Bare xr.Dataset values (hand-seeded or pre-record entries) are wrapped into the record shape with no column metadata, which the reconciler treats as adopt-in-place.

load_history_cache(dataset: xarray.Dataset, bench_cfg_hash: str, clear_history: bool, max_time_events: int | None = None, result_vars: list | None = None, *, on_history_reset: str = 'warn', bench_name: str | None = None, tag: str | None = None, config_summary: dict | None = None) → xarray.Dataset

Load, reconcile, and persist historical benchmark data.

The history key excludes result variables, so the stored record is a superset of every column ever measured under this benchmark’s input space; result-var differences are reconciled per column (retained, retired, resumed, or born — see bencher.history) and consumers receive a projection onto exactly the current result_vars columns. If clear_history is True, existing history is ignored (a fresh series starts and is written back).

Parameters:

dataset (xr.Dataset) – Freshly calculated benchmark data for the current run
bench_cfg_hash (str) – History key — the benchmark identity hash computed with include_result_vars=False
clear_history (bool) – If True, clears historical data instead of loading it
max_time_events (int | None) – Maximum number of over_time events to retain. Oldest events are trimmed. None means unlimited.

● **Collected material**:
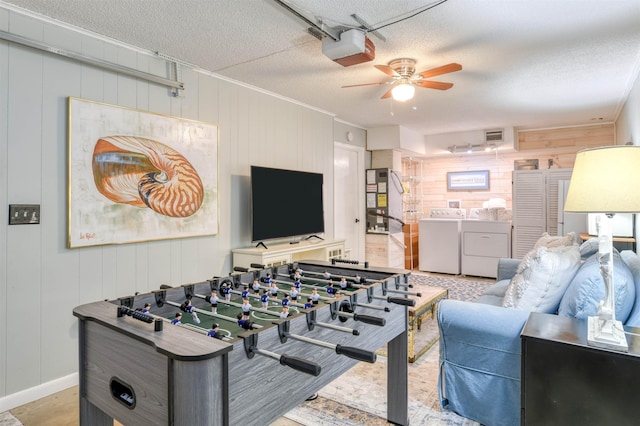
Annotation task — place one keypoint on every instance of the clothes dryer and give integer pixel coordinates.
(439, 241)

● **Written task 1**: Transcribe the history-cache documentation from "The history key" up to and including "is written back).".
● **Written task 2**: In the history-cache documentation, what does setting max_time_events to None mean?
The material has no role in this exercise.

● **Correct result 1**:
The history key excludes result variables, so the stored record is a superset of every column ever measured under this benchmark’s input space; result-var differences are reconciled per column (retained, retired, resumed, or born — see bencher.history) and consumers receive a projection onto exactly the current result_vars columns. If clear_history is True, existing history is ignored (a fresh series starts and is written back).

● **Correct result 2**: It means unlimited: there is no maximum on the number of over_time events retained.